→ **EXERCISE DETAILS**
Show every line in the records below that contains the string "roof", treating uppercase and lowercase letters as different.

================================

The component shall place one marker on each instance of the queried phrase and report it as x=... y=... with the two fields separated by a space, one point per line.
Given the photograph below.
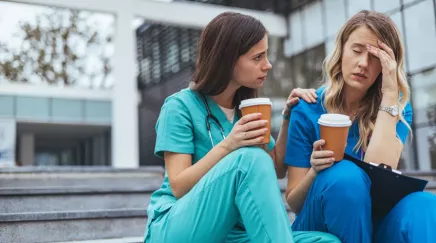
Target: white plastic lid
x=255 y=101
x=334 y=120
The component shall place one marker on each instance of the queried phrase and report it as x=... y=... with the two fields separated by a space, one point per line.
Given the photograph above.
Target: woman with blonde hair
x=365 y=79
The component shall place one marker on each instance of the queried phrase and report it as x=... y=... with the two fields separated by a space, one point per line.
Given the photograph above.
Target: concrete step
x=117 y=240
x=72 y=225
x=100 y=177
x=56 y=199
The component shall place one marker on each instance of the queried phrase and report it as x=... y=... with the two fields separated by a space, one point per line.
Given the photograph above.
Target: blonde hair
x=386 y=30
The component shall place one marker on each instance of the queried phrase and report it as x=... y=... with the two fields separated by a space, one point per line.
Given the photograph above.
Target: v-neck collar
x=216 y=111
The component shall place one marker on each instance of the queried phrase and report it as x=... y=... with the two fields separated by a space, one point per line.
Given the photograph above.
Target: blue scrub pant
x=339 y=203
x=238 y=200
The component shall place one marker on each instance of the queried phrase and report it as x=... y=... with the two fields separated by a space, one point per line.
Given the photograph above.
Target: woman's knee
x=252 y=159
x=414 y=204
x=347 y=180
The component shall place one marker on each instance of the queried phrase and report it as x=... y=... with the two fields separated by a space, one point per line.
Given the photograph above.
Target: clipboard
x=388 y=186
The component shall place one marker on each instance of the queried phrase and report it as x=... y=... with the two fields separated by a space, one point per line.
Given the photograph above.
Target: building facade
x=146 y=50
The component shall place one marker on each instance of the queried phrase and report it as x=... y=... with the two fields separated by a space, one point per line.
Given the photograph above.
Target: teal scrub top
x=181 y=128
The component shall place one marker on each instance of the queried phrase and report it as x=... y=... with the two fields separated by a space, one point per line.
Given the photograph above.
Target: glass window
x=424 y=108
x=386 y=5
x=424 y=95
x=398 y=20
x=425 y=145
x=355 y=6
x=55 y=46
x=420 y=35
x=335 y=16
x=313 y=27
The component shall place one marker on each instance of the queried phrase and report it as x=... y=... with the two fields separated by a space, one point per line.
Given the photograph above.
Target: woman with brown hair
x=364 y=79
x=219 y=185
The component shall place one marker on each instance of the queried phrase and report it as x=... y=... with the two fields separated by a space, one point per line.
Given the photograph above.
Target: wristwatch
x=393 y=110
x=284 y=116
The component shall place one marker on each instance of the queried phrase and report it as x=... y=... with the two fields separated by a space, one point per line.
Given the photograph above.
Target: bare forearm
x=280 y=149
x=190 y=176
x=297 y=196
x=384 y=146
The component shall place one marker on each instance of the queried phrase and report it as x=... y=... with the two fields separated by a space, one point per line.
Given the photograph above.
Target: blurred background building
x=83 y=83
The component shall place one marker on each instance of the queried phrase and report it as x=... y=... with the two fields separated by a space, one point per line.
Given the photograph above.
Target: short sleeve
x=301 y=135
x=271 y=144
x=174 y=129
x=402 y=129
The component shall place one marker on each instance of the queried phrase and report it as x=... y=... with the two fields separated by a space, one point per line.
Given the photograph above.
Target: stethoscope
x=210 y=117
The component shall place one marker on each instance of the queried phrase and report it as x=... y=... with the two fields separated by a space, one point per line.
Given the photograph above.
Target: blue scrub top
x=181 y=128
x=304 y=131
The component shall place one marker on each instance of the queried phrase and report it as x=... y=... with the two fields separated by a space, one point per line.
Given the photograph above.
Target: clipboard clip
x=386 y=167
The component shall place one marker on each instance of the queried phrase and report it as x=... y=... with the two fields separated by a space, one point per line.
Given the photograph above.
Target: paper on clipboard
x=388 y=186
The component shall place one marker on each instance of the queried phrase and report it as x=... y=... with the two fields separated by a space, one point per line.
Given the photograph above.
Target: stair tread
x=73 y=215
x=117 y=240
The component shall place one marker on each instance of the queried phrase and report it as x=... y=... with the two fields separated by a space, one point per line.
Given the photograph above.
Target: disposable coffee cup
x=334 y=131
x=258 y=105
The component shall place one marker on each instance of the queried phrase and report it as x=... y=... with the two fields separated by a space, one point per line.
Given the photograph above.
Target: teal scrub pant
x=238 y=200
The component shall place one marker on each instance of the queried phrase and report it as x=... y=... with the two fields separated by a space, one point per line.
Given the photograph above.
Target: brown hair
x=386 y=30
x=227 y=37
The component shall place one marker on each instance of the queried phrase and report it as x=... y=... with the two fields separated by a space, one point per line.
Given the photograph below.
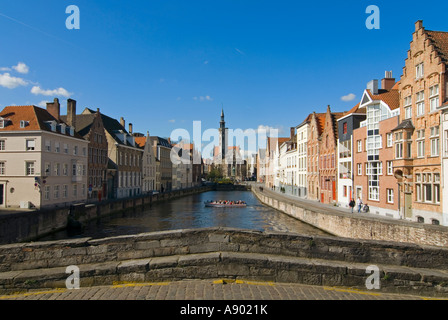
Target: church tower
x=222 y=138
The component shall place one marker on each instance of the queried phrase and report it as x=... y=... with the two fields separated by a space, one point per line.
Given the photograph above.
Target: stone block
x=138 y=266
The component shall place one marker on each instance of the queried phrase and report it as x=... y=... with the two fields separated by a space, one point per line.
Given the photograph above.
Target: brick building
x=417 y=158
x=328 y=157
x=315 y=129
x=373 y=153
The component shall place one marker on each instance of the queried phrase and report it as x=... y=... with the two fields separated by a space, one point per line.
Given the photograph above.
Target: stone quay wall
x=30 y=225
x=356 y=226
x=223 y=253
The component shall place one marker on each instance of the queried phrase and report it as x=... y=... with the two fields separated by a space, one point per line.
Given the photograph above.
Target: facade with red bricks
x=417 y=139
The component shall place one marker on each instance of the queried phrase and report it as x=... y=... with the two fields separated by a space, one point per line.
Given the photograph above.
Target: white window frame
x=434 y=100
x=390 y=195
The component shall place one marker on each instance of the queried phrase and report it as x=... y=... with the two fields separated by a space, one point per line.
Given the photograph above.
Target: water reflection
x=191 y=213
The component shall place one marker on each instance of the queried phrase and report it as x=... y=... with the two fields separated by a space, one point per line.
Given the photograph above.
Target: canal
x=190 y=213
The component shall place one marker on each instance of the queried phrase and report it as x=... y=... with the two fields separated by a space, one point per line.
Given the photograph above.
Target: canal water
x=190 y=213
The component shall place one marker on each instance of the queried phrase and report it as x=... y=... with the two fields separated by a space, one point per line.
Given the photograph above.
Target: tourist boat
x=215 y=204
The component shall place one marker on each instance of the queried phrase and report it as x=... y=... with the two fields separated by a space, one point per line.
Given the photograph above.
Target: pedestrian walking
x=359 y=203
x=352 y=204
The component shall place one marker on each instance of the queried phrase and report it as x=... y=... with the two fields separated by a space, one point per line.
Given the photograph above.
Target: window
x=421 y=143
x=435 y=141
x=390 y=168
x=399 y=150
x=29 y=168
x=446 y=143
x=30 y=145
x=57 y=169
x=420 y=103
x=390 y=138
x=47 y=193
x=419 y=71
x=390 y=195
x=47 y=169
x=433 y=98
x=409 y=149
x=428 y=187
x=408 y=112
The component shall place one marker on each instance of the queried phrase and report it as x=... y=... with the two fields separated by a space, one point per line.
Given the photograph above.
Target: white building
x=43 y=161
x=148 y=163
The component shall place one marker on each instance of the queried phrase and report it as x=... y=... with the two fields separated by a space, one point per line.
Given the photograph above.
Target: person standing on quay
x=359 y=203
x=352 y=204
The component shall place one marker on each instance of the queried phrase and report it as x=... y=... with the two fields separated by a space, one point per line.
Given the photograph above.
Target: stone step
x=235 y=265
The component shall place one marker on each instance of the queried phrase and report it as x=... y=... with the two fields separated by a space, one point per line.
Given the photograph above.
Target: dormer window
x=52 y=125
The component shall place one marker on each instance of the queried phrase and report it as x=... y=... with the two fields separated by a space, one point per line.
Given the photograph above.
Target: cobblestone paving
x=209 y=290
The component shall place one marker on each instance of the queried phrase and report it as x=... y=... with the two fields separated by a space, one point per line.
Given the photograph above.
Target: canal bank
x=24 y=226
x=342 y=223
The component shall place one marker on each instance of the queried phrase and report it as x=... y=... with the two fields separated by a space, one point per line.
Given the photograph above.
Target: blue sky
x=162 y=64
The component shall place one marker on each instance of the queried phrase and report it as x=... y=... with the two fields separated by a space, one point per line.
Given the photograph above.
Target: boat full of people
x=226 y=204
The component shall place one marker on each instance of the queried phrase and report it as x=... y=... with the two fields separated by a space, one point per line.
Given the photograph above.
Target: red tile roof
x=391 y=98
x=440 y=41
x=35 y=117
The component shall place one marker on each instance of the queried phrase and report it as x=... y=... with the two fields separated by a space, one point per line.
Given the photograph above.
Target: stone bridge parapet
x=223 y=253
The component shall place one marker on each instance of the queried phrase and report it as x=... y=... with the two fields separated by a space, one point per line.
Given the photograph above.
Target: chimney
x=388 y=82
x=54 y=109
x=373 y=86
x=71 y=113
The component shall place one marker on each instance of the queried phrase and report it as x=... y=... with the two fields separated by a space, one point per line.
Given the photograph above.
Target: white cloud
x=42 y=104
x=349 y=97
x=56 y=92
x=239 y=51
x=21 y=68
x=203 y=98
x=7 y=81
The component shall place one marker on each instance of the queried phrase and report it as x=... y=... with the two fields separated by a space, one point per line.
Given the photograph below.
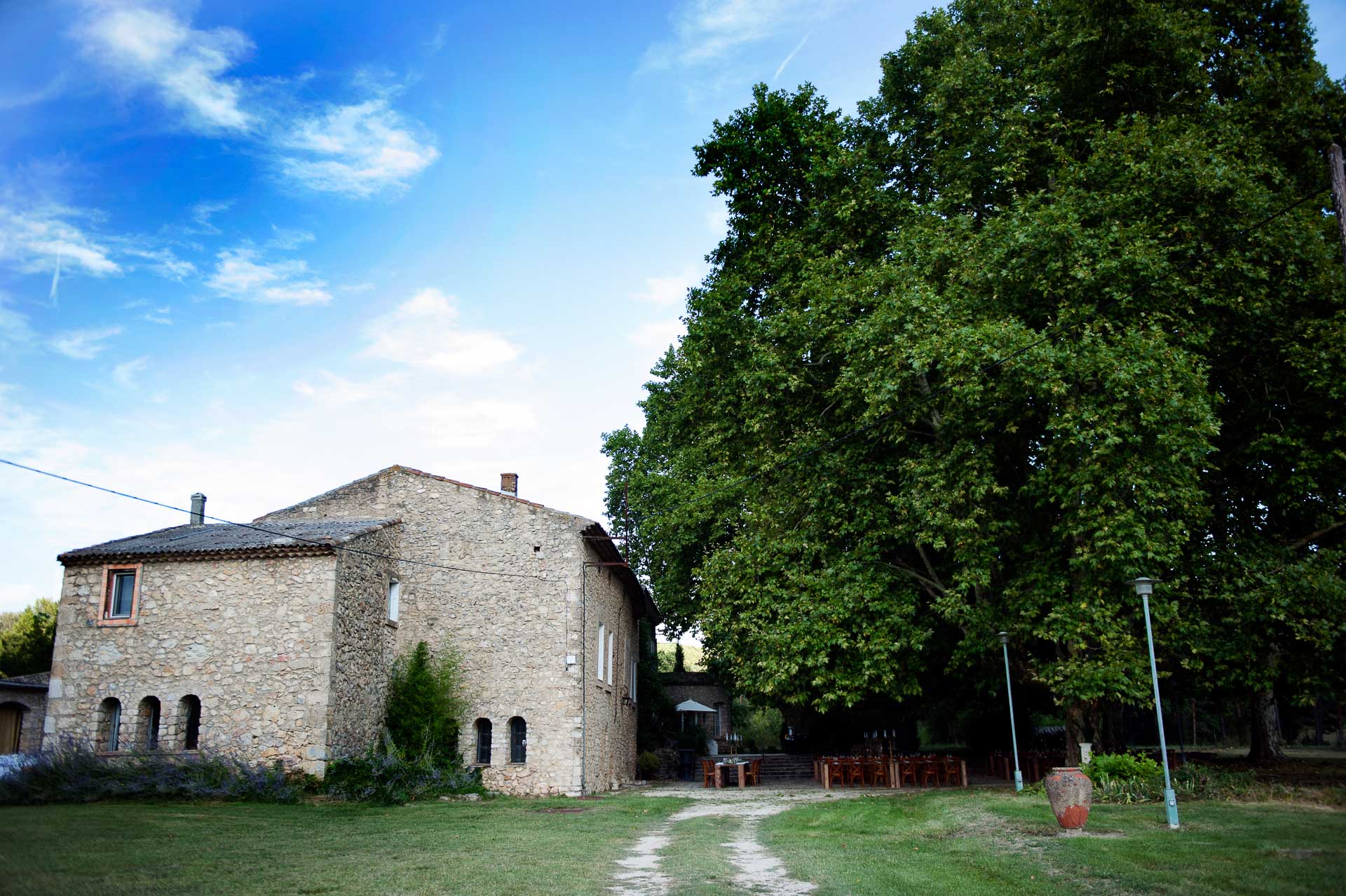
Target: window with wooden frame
x=120 y=595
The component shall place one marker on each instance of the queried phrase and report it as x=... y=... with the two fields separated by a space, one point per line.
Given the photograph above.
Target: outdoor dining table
x=719 y=771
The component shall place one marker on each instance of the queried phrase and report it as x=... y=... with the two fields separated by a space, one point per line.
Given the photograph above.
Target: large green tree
x=1042 y=316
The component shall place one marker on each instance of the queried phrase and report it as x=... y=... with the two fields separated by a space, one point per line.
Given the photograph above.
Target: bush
x=386 y=775
x=648 y=763
x=424 y=704
x=73 y=774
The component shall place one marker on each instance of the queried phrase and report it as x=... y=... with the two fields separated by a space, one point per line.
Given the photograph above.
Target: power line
x=999 y=362
x=272 y=531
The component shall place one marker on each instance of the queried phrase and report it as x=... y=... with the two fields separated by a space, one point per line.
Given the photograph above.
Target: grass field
x=964 y=843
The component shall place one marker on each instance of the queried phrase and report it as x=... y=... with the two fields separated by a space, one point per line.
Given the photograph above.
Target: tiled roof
x=280 y=536
x=33 y=681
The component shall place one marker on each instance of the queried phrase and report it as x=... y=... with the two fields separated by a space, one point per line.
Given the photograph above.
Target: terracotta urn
x=1070 y=794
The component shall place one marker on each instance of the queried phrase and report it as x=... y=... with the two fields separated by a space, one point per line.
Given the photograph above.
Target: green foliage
x=390 y=777
x=426 y=705
x=73 y=774
x=26 y=638
x=1025 y=167
x=646 y=763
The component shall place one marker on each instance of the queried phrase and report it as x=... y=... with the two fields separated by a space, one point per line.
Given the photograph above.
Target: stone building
x=23 y=705
x=275 y=639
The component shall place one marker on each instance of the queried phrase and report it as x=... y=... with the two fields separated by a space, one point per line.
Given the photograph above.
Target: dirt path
x=641 y=871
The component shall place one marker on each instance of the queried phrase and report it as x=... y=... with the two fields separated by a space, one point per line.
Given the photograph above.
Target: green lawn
x=496 y=846
x=996 y=843
x=964 y=843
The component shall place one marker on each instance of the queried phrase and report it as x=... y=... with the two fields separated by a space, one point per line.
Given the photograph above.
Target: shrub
x=648 y=763
x=387 y=775
x=424 y=704
x=73 y=774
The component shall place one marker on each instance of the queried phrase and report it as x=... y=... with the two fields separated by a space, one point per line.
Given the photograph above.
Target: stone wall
x=251 y=638
x=34 y=704
x=364 y=642
x=512 y=631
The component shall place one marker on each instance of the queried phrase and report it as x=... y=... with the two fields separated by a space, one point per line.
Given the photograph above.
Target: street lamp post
x=1144 y=587
x=1014 y=735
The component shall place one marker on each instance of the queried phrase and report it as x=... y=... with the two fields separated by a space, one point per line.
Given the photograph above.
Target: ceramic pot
x=1070 y=794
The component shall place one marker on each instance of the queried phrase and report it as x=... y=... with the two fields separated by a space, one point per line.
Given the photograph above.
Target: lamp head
x=1144 y=585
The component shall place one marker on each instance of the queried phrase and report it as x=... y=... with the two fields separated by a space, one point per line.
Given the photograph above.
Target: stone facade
x=27 y=697
x=515 y=631
x=288 y=647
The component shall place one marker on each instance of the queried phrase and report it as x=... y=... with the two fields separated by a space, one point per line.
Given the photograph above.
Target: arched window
x=484 y=742
x=189 y=721
x=517 y=740
x=108 y=738
x=11 y=727
x=147 y=724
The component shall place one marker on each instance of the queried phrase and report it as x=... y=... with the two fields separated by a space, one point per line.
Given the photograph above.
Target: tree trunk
x=1264 y=740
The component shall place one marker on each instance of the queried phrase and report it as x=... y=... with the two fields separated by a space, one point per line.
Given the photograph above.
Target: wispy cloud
x=124 y=374
x=354 y=149
x=424 y=332
x=186 y=66
x=789 y=58
x=83 y=345
x=244 y=275
x=33 y=240
x=667 y=291
x=708 y=32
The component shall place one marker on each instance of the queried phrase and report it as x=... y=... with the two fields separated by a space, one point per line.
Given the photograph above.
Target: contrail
x=800 y=46
x=55 y=282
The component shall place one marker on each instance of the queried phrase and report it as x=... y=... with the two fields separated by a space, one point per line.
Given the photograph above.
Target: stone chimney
x=198 y=510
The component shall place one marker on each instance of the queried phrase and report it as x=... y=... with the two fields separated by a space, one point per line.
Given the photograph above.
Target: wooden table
x=719 y=773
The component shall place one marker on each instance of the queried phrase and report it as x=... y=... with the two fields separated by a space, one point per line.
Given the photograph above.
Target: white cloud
x=34 y=240
x=354 y=149
x=424 y=332
x=83 y=345
x=186 y=66
x=124 y=374
x=657 y=335
x=240 y=273
x=709 y=32
x=667 y=291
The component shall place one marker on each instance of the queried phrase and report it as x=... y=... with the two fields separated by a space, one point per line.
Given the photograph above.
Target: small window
x=109 y=726
x=602 y=647
x=517 y=740
x=484 y=742
x=189 y=721
x=120 y=597
x=611 y=649
x=147 y=724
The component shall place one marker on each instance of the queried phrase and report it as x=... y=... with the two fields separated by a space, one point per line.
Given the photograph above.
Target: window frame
x=393 y=602
x=111 y=572
x=522 y=742
x=488 y=731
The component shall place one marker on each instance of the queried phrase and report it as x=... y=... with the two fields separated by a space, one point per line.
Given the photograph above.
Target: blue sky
x=263 y=249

================================

→ **RESULT OF THE EXERCISE**
Target: red tile roof
Target: tiled roof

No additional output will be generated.